● **Written request 1**
Translate this sentence from the text about early video works into Spanish: "Facing the Self is part of the Video Data Bank, founded at the School of the Art Institute of Chicago in 1976."

● **Source text**

--------------------------------

Facing the Self is part of the Video Data Bank, founded at the School of the Art Institute of Chicago in 1976. Included in this compilation of early video works are: Hermine Freed, Two Faces (1972); Lynda Benglis, Now (1973); Steina Vasulka, Let it Be (1972); Linda Montano, Mitchell’s Death (1977); Susan Mogul, Take Off (1974); and Eleanor Antin, The Adventures of a Nurse (1976).
“I was writing an essay at the time comparing male artists’ representations of their sexuality with female artists,’” Mogul explains of Take Off. In response to Vito Acconci’s work Undertone, where the artist was supposed to be masturbating while seated at a table, the video that Mogul created posits the artist at the end of a table, directly confronting the viewer and “with a good deal of ironic humor, she transforms the ‘girl’ into a woman and an artist, who positions herself not under the table (as in Acconci’s Undertone) but directly across from the viewer’ alternately discussing the ‘history’ of her vibrator and occasionally using it.”

--------------------------------

● **Material for this exercise**
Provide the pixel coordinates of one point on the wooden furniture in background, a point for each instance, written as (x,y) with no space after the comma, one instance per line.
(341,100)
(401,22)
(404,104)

--------------------------------

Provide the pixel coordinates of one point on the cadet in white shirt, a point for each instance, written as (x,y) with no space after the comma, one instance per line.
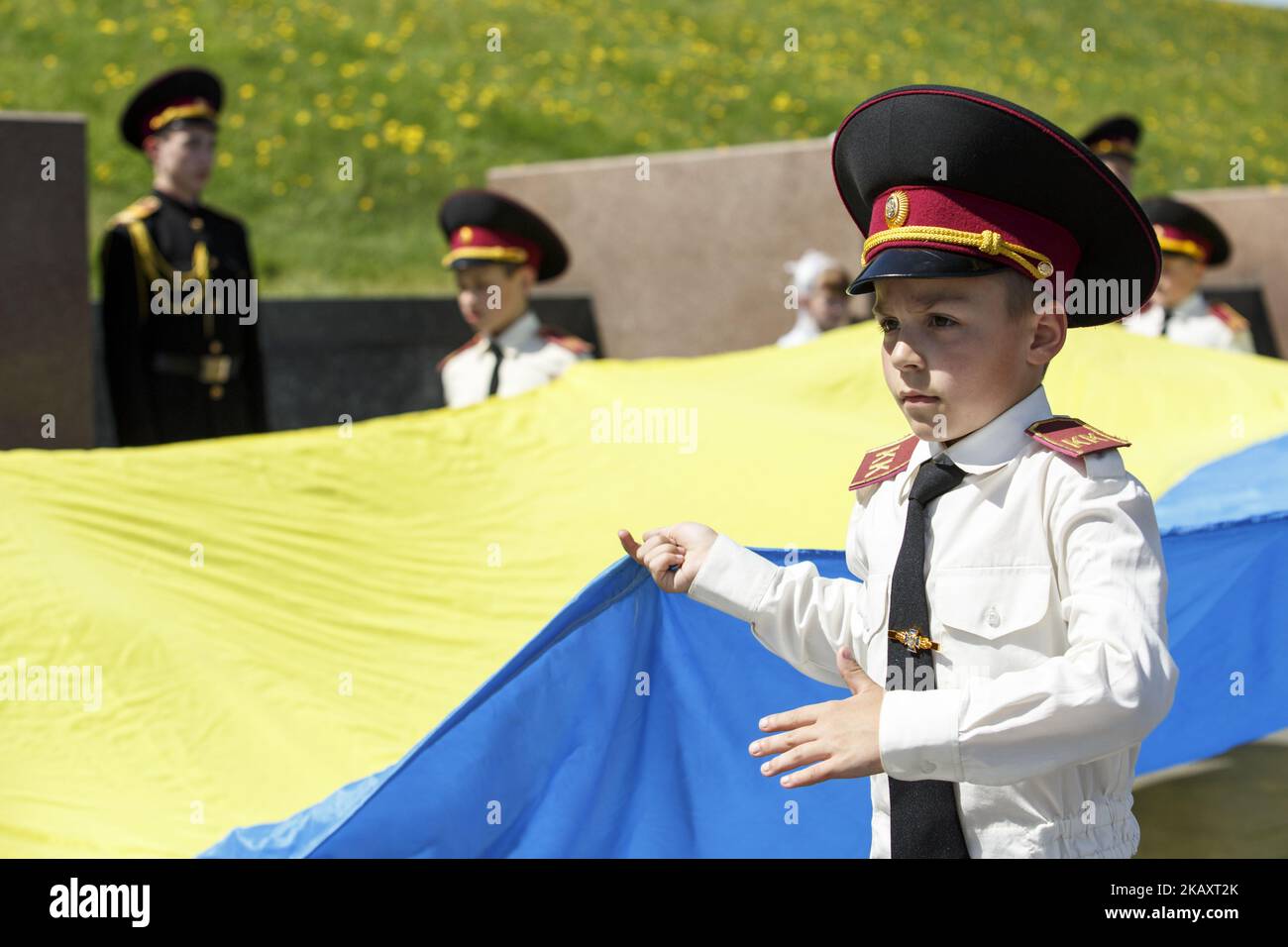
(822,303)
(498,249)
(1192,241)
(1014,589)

--------------------------------

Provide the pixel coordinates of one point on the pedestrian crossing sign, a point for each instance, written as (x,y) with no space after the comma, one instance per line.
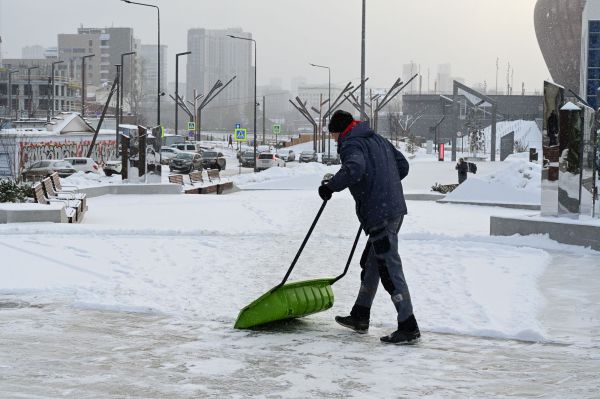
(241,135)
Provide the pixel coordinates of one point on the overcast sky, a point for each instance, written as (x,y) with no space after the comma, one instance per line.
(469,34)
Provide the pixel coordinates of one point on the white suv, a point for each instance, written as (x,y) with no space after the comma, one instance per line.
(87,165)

--------------------------------

● **Written request 2**
List each line of the records that contains the word "Provide".

● **Correct output 1**
Facing the Self forma parte del Video Data Bank, fundado en la School of the Art Institute of Chicago en 1976.

● **Correct output 2**
Provide the pixel coordinates of one point on the wooden furniture in background, a point for each instance, written as (x,y) with no space after the comma, one instance per line.
Provide the pixel coordinates of one point on the cadet in white shirt, a point for each instance, written as (x,y) with no space after the comma, one instance per line.
Provide the pixel coordinates of one point on the pedestrian crossing sign, a point for each instance, written as (x,y) with no space after the comma, one instance per line.
Provide the pixel coordinates of one point on the overcast sky, a point for each instance, written as (x,y) with no space after the comma, one instance per line.
Provide the pixel coordinates of one point on the white suv, a point for each instance, written as (x,y) with no space after the comma, one instance per line.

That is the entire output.